## PROBLEM
Pictures aside, write out every record exactly as it appears.

## WORKING DATA

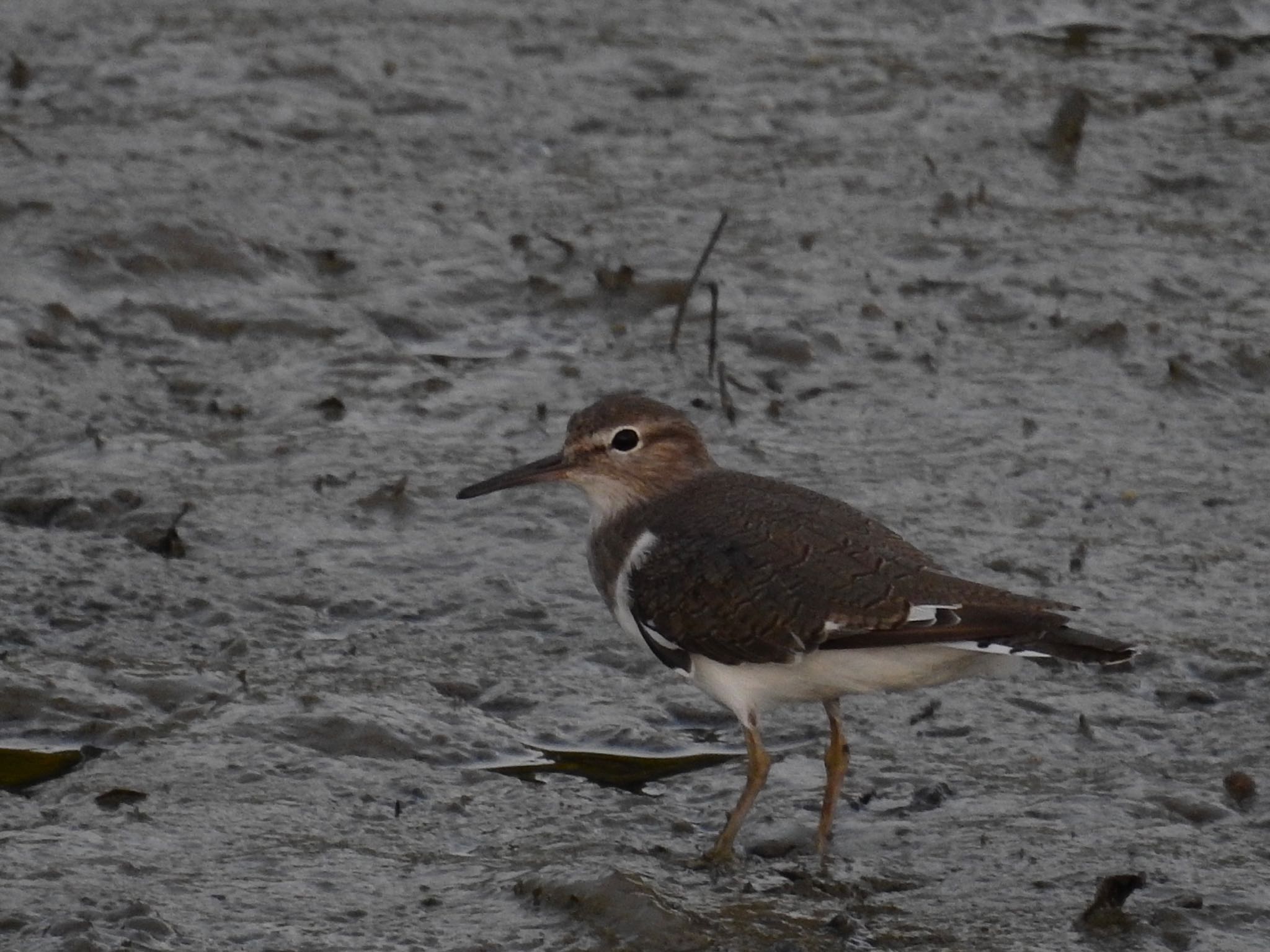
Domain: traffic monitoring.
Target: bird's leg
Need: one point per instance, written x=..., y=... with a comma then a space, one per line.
x=756, y=776
x=837, y=755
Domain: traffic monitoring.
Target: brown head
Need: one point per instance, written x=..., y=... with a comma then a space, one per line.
x=621, y=450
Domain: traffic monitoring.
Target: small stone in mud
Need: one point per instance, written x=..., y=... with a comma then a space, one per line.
x=930, y=798
x=842, y=924
x=1106, y=908
x=1067, y=130
x=235, y=413
x=1240, y=787
x=1112, y=336
x=1180, y=372
x=926, y=713
x=332, y=408
x=120, y=796
x=389, y=496
x=167, y=542
x=19, y=74
x=331, y=262
x=1076, y=563
x=785, y=348
x=331, y=481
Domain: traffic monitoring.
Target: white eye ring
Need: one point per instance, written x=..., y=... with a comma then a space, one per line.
x=625, y=440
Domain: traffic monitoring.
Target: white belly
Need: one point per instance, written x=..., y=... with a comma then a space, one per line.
x=822, y=675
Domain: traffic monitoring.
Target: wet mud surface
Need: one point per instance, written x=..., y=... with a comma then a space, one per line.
x=300, y=272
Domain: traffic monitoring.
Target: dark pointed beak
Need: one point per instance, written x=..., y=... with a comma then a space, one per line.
x=549, y=468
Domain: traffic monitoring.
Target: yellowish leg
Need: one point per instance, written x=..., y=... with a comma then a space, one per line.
x=837, y=755
x=756, y=776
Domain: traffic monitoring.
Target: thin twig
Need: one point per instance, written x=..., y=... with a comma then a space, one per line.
x=714, y=324
x=729, y=408
x=18, y=144
x=693, y=281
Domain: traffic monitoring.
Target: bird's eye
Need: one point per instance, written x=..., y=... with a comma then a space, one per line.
x=624, y=441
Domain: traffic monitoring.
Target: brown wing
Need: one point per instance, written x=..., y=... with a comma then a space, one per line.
x=766, y=573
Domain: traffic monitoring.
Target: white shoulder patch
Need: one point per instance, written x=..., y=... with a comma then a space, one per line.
x=991, y=649
x=928, y=613
x=623, y=588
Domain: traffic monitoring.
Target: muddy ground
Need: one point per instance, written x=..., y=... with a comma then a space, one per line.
x=271, y=259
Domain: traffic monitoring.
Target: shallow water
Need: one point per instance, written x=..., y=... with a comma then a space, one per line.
x=215, y=218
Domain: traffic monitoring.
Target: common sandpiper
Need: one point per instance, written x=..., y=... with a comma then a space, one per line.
x=763, y=592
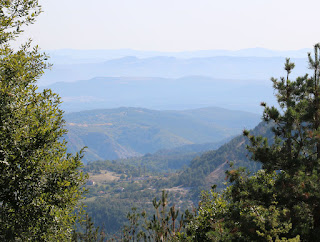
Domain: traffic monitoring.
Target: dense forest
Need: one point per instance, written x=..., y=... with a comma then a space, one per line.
x=262, y=185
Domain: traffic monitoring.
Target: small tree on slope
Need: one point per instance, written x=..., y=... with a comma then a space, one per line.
x=40, y=184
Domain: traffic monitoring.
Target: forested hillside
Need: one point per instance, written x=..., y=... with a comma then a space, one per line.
x=127, y=132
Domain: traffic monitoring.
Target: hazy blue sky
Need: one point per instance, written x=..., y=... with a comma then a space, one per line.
x=176, y=25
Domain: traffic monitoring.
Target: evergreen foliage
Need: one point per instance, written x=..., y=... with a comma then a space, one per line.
x=40, y=184
x=281, y=201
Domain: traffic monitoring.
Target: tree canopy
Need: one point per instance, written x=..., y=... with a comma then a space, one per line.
x=281, y=202
x=40, y=183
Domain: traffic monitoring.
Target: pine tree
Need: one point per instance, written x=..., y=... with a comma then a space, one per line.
x=281, y=202
x=40, y=184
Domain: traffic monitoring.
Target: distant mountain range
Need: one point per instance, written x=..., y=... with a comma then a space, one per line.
x=72, y=56
x=163, y=94
x=126, y=132
x=222, y=67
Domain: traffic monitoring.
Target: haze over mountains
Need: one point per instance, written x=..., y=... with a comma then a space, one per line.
x=240, y=80
x=144, y=82
x=126, y=132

## EXERCISE OUTPUT
Domain: traffic monitoring.
Target: bird's leg
Need: one point per instance, written x=..., y=... with a comma then a space, one per line.
x=756, y=776
x=837, y=755
Domain: traffic monitoring.
Target: brown head
Need: one point per instance, written x=..., y=... with a comma then a space, one per line.
x=621, y=450
Domain: traffic monitoring.
Target: small stone in mud
Need: one point per instance, written x=..., y=... with a comma then a space, one per line.
x=930, y=798
x=842, y=924
x=1106, y=908
x=1067, y=130
x=235, y=413
x=1240, y=787
x=1112, y=336
x=1180, y=372
x=926, y=713
x=332, y=408
x=120, y=796
x=389, y=496
x=167, y=542
x=19, y=74
x=331, y=262
x=1076, y=563
x=785, y=348
x=331, y=481
Domain: traffic monitoring.
Target: white eye ring
Need: one point per instance, written x=..., y=... with a comma then a space, one per line.
x=625, y=440
Domain: traffic monitoring.
Target: white belly
Need: one point per instance, written x=..., y=... with a comma then a space, one per line.
x=822, y=675
Domain: traffic monitoring.
Target: wet mud surface
Need: one point per instance, written x=..., y=... with a comma then a space, one per line.
x=300, y=272
Domain: traffic monitoring.
Target: dark pointed beak
Need: one point per instance, written x=..., y=... with a comma then a space, one per line.
x=549, y=468
Domain: traffic monitoring.
Target: yellowish leg
Need: one point per instance, written x=..., y=... with a comma then a space, one per line.
x=837, y=755
x=756, y=776
Domain: traffic monitoring.
Target: thin twig
Need: one point per instance, written x=..., y=... with a comma then a space, one per line.
x=714, y=324
x=729, y=408
x=18, y=144
x=693, y=281
Domain: traffic monitoring.
Target: bird's eye
Need: one point per instance, written x=..., y=... with a comma then a space, one per line.
x=624, y=441
Domain: traffic monitoring.
Target: brown wing
Need: one point per instance, written x=..., y=... with a comma then a space, one per line.
x=766, y=573
Domain: traffic monitoring.
Target: white shoulder patch
Need: one point per instance, written x=..., y=... with a comma then a space, one per line.
x=991, y=649
x=928, y=613
x=623, y=588
Domain: traffic monitoring.
Target: muddy ground
Need: one point per instance, written x=..., y=... with a comma then a space, one per line.
x=271, y=259
Domain: traffic monitoring.
Target: shallow water
Need: one point per instance, written x=..., y=... with a comma then a space, one per line.
x=215, y=218
Domain: traffic monitoring.
Target: common sandpiper
Need: one point per instance, written x=..., y=... with a comma then a space, one per line.
x=763, y=592
Domain: traffic monitoring.
Target: dense forest
Need: one point per instance, written x=..., y=... with a comma then a space, one per line.
x=262, y=185
Domain: traffic monitoring.
Target: small tree on slope
Need: one point per instance, written x=..., y=... with a comma then a space, one per line.
x=40, y=184
Domain: traffic monitoring.
Target: forested hillside
Need: one point per instance, written x=..., y=... with a comma then a space, one per line.
x=127, y=132
Domain: traffic monitoring.
Target: hazy blue sky
Need: one point per instance, written x=..., y=... with a comma then a space, one per line.
x=176, y=25
Domain: traffic monitoring.
Target: evergreen foliage
Need: one point per instance, written x=..., y=... with a comma then a space, one per line.
x=40, y=184
x=281, y=201
Domain: traffic monitoring.
Target: tree canopy
Need: one point per instance, written x=..., y=... with a comma then a space, one per line.
x=281, y=202
x=40, y=183
Domain: traffic monitoring.
Target: pine tree
Need: one point per instance, written x=..., y=... with a comma then a space, one per line.
x=281, y=202
x=40, y=184
Domain: traffic monitoring.
Target: distant mountain range
Need: one point per instance, written x=..., y=... with a comma then a space, one per line.
x=72, y=56
x=163, y=94
x=126, y=132
x=222, y=67
Domain: traffic monitoring.
Target: haze over mountains
Need: one point per instance, written x=..., y=... with a comma then a space, one per line.
x=240, y=80
x=144, y=82
x=126, y=132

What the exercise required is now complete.